» GIVEN INSTRUCTION 1: From the Carlitos article, write out everything from "Carlos Daniel López" down to "for Wisła Kraków.".

-- start EXTRACT --

Carlos Daniel López Huesca (born 12 June 1990), commonly known as Carlitos, is a Spanish professional footballer who plays for Polish club Legia Warsaw as a forward.

Having played no higher than Segunda División B in his own country, he spent most of his career abroad, with spells in Russia, Cyprus, Poland, the United Arab Emirates and Greece. He was the top scorer of the 2017–18 Ekstraklasa with 24 goals for Wisła Kraków.

Club career

Early years
Carlitos was born in Alicante, Valencian Community. He played youth football for a number of clubs, and made his debut as a senior in Tercera División, with Torrellano Illice CF.

Carlitos spent the 2011–12 season with neighbouring Ontinyent CF, in Segunda División B. In the summer of 2012 he moved abroad, going on to make his first appearances as a professional with FC Petrotrest Saint Petersburg in the National League of Russia.

In January 2015, as he was top scorer with fourth-tier side Novelda CF, Carlitos joined Aris Limassol FC in the Cypriot Second Division. In the summer, after helping to promotion, he returned to his country and signed for CD Eldense.

Wisła Kraków
On 22 June 2017, Carlitos left Villarreal CF B and moved to Polish club Wisła Kraków. In his first season in the Ekstraklasa, he won the Player of the Season as well as the Striker of the Season awards after finishing top scorer with 24 goals in 36 matches. This tally included a brace in a 2–1 home win in the local derby against KS Cracovia on 12 August, a hat-trick on 9 March 2018 against Śląsk Wrocław and a penalty nine days later in a 2–0 victory at Legia Warsaw; this was his team's first in the city in eight years.

Legia Warsaw
In the summer of 2018, Carlitos was linked with a move away from cash-strapped Wisła to Lech Poznań, before joining Legia on 5 July. He made his debut nine days later in the Super Cup, coming on as a 57th-minute substitute for Miroslav Radović in a 3–2 home defeat to Arka Gdynia. On 17 July he played the first European game of his career, coming off the bench to conclude a 3–0 win (4–0 aggregate) over Cork City in the first qualifying round of the UEFA Champions League.

-- end EXTRACT --

» GIVEN INSTRUCTION 2: Repeat the records verbatim, everything from the line containing "window. Provide the bounding box for each." down to the line containing "[351,24,451,63]".

-- start INFORMATION PROVIDED --

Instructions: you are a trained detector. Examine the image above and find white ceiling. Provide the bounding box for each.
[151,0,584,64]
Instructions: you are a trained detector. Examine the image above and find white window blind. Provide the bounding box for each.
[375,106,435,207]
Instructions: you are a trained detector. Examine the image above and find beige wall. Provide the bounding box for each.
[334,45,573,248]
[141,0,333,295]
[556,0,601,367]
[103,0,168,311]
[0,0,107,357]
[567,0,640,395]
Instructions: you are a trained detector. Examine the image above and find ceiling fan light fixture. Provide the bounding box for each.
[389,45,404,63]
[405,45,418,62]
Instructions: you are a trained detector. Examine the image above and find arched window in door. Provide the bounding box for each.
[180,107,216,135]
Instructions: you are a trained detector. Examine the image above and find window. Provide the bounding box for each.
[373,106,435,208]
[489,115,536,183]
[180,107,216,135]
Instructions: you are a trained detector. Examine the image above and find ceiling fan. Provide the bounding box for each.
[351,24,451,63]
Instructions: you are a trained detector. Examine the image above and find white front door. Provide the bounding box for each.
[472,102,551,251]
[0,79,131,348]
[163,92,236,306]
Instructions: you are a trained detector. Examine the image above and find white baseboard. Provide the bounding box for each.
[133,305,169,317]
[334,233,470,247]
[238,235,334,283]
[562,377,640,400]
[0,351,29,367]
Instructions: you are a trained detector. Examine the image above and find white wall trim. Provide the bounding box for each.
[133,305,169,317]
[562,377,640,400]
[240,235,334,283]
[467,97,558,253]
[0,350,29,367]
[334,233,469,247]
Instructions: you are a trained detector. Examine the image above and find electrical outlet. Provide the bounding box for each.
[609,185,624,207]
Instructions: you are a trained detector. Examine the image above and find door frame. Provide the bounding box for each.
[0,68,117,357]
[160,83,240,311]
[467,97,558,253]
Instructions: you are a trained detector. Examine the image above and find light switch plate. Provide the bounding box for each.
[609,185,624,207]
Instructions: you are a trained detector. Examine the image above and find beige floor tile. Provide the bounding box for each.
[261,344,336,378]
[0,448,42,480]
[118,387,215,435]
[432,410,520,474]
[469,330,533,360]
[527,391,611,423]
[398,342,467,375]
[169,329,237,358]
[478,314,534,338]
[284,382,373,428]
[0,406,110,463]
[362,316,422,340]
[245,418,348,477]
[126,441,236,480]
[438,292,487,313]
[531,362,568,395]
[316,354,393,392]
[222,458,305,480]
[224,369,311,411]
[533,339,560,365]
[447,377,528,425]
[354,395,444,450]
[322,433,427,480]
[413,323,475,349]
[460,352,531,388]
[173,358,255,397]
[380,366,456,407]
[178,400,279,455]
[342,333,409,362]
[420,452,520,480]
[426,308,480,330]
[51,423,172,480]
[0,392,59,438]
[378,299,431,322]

-- end INFORMATION PROVIDED --

» WORKED ANSWER 1:
Carlos Daniel López Huesca (born 12 June 1990), commonly known as Carlitos, is a Spanish professional footballer who plays for Polish club Legia Warsaw as a forward.

Having played no higher than Segunda División B in his own country, he spent most of his career abroad, with spells in Russia, Cyprus, Poland, the United Arab Emirates and Greece. He was the top scorer of the 2017–18 Ekstraklasa with 24 goals for Wisła Kraków.

» WORKED ANSWER 2:
Instructions: you are a trained detector. Examine the image above and find window. Provide the bounding box for each.
[373,106,435,208]
[489,115,536,183]
[180,107,216,135]
Instructions: you are a trained detector. Examine the image above and find ceiling fan. Provide the bounding box for each.
[351,24,451,63]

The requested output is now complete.